Passage =>
=-=-=

Kindred Hospital Dayton
What: Long-term acute care hospital treating patients with complex medical conditions needing extended hospital stays
Where: 707 S. Edwin C. Moses Blvd., Dayton
Phone: (937) 331-9265
Chief Executive Officer: Lynn Schoen
Website: www.khdayton.com
Employees: More than 200
Now that Kindred Hospital Dayton completed its move to a new hospital building, the long-term acute care hospital is expanding service offerings and adding new health services it had to buy before because of limited space.
Kindred Dayton moved the end of September last year from two floors of rented space to a new freestanding hospital building about four times the size. Previously, Kindred leased about 35,000 square feet at Elizabeth Place. It bought the former Dayton Heart Hospital, which has three floors and 132,000 square feet.
Before, Kindred had to purchase services such as surgeries, laboratory test processing, radiology and food service because there wasn’t room to grow, said Chief Executive Officer Lynn Schoen.
The total investment in downtown, including the property’s $16 million purchase price, has exceeded $35 million. Kindred is one of two long-term care hospitals in the Dayton market, which both work with hospital systems Kettering Health Network and Premier Health Partners.

=-=-=

Data for review =>
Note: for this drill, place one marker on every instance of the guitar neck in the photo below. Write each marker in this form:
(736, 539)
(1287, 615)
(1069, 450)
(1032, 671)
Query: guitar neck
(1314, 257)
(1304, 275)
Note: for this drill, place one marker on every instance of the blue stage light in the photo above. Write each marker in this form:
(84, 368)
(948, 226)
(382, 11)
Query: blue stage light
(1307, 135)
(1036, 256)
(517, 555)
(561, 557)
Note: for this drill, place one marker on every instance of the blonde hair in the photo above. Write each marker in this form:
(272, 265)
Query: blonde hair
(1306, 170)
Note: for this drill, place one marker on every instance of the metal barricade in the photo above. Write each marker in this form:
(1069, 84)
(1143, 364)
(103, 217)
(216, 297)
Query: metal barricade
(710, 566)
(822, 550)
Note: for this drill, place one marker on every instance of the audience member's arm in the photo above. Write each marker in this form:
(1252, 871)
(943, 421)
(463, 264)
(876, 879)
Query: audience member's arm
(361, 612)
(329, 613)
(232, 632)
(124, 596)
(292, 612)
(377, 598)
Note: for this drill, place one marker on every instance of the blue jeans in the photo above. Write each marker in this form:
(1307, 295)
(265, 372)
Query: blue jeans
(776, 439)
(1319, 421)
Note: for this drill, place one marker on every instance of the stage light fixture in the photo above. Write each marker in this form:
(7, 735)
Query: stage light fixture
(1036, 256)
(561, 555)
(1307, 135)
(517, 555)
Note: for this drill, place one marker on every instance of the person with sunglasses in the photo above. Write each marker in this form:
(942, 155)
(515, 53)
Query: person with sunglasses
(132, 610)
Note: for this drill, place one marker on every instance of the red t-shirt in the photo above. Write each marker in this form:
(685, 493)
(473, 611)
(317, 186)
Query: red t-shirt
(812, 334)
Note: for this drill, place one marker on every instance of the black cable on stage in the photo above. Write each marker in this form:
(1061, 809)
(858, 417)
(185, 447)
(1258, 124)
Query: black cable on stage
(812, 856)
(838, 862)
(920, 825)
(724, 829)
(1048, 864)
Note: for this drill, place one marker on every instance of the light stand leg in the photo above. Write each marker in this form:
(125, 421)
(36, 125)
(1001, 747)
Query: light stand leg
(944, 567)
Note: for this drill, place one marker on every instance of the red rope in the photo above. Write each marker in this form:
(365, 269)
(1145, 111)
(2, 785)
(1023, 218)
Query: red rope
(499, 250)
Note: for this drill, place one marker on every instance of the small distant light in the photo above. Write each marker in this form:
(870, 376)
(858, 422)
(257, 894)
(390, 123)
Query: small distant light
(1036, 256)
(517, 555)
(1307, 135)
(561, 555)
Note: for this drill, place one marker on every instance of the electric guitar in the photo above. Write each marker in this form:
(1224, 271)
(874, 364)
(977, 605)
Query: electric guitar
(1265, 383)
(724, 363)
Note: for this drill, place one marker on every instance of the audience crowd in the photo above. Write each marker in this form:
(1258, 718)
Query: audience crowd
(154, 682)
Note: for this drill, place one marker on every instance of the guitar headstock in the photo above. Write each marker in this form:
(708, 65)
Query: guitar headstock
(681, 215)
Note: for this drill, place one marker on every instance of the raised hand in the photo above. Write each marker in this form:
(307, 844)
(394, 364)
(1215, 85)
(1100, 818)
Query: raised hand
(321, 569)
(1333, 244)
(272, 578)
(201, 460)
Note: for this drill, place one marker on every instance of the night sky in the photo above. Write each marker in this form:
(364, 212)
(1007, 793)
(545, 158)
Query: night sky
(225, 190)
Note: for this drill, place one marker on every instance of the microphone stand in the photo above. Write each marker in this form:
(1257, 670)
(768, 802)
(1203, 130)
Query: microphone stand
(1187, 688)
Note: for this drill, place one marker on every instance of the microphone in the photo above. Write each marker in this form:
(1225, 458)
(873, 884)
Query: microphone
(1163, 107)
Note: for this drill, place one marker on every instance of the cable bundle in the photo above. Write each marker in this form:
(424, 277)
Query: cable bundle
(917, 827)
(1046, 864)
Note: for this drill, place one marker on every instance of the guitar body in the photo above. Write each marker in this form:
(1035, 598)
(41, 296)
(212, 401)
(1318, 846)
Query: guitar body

=-=-=

Your goal => According to the passage on Kindred Hospital Dayton, how much floor space did the hospital lease at Elizabeth Place before its move?

Written answer => About 35,000 square feet.